● **A FAZER**:
Reescreva todas as linhas abaixo como uma tabela Markdown com as colunas Nº e Texto, numerando as linhas e omitindo as que estiverem em branco.

● **MATERIAL DE ENTRADA**:
┄┄┄┄┄┄
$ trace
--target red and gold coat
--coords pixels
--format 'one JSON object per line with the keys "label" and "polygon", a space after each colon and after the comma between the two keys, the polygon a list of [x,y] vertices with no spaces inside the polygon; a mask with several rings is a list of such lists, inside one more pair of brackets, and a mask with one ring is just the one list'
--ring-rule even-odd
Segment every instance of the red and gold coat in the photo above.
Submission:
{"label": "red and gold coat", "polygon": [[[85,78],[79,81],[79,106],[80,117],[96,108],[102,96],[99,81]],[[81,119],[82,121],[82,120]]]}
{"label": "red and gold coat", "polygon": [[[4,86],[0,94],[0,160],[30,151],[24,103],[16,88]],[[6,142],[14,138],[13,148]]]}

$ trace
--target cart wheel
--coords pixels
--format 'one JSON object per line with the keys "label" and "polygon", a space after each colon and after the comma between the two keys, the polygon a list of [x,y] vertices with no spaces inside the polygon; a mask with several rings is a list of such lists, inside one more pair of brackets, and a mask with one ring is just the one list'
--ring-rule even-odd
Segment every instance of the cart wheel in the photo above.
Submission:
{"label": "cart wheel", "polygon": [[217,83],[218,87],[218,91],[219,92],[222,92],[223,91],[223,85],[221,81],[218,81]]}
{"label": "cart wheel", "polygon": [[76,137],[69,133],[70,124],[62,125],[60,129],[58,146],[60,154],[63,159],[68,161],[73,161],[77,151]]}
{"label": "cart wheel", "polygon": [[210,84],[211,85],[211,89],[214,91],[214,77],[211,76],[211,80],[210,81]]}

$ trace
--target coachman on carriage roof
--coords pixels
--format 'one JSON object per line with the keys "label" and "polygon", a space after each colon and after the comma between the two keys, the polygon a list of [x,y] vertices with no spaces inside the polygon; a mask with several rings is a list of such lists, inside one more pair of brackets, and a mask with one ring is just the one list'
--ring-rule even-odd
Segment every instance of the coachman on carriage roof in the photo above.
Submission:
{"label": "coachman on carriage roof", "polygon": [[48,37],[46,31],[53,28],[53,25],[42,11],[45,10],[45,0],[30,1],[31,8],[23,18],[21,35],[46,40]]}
┄┄┄┄┄┄
● **RESPOSTA ESCRITA**:
| Nº | Texto |
|---|---|
| 1 | $ trace |
| 2 | --target red and gold coat |
| 3 | --coords pixels |
| 4 | --format 'one JSON object per line with the keys "label" and "polygon", a space after each colon and after the comma between the two keys, the polygon a list of [x,y] vertices with no spaces inside the polygon; a mask with several rings is a list of such lists, inside one more pair of brackets, and a mask with one ring is just the one list' |
| 5 | --ring-rule even-odd |
| 6 | Segment every instance of the red and gold coat in the photo above. |
| 7 | Submission: |
| 8 | {"label": "red and gold coat", "polygon": [[[85,78],[79,81],[79,106],[80,117],[96,108],[102,96],[99,81]],[[81,119],[82,121],[82,120]]]} |
| 9 | {"label": "red and gold coat", "polygon": [[[4,86],[0,94],[0,160],[30,151],[24,103],[16,88]],[[6,142],[14,138],[13,148]]]} |
| 10 | $ trace |
| 11 | --target cart wheel |
| 12 | --coords pixels |
| 13 | --format 'one JSON object per line with the keys "label" and "polygon", a space after each colon and after the comma between the two keys, the polygon a list of [x,y] vertices with no spaces inside the polygon; a mask with several rings is a list of such lists, inside one more pair of brackets, and a mask with one ring is just the one list' |
| 14 | --ring-rule even-odd |
| 15 | Segment every instance of the cart wheel in the photo above. |
| 16 | Submission: |
| 17 | {"label": "cart wheel", "polygon": [[217,83],[218,87],[218,91],[219,92],[222,92],[223,91],[223,85],[221,81],[218,81]]} |
| 18 | {"label": "cart wheel", "polygon": [[76,137],[69,133],[70,124],[62,125],[60,129],[58,146],[60,154],[63,159],[68,161],[73,161],[77,151]]} |
| 19 | {"label": "cart wheel", "polygon": [[210,84],[211,85],[211,89],[214,91],[214,77],[211,76],[211,80],[210,81]]} |
| 20 | $ trace |
| 21 | --target coachman on carriage roof |
| 22 | --coords pixels |
| 23 | --format 'one JSON object per line with the keys "label" and "polygon", a space after each colon and after the comma between the two keys, the polygon a list of [x,y] vertices with no spaces inside the polygon; a mask with several rings is a list of such lists, inside one more pair of brackets, and a mask with one ring is just the one list' |
| 24 | --ring-rule even-odd |
| 25 | Segment every instance of the coachman on carriage roof in the photo above. |
| 26 | Submission: |
| 27 | {"label": "coachman on carriage roof", "polygon": [[48,37],[46,31],[53,28],[53,25],[42,11],[45,10],[45,0],[30,1],[31,8],[23,18],[21,35],[46,40]]} |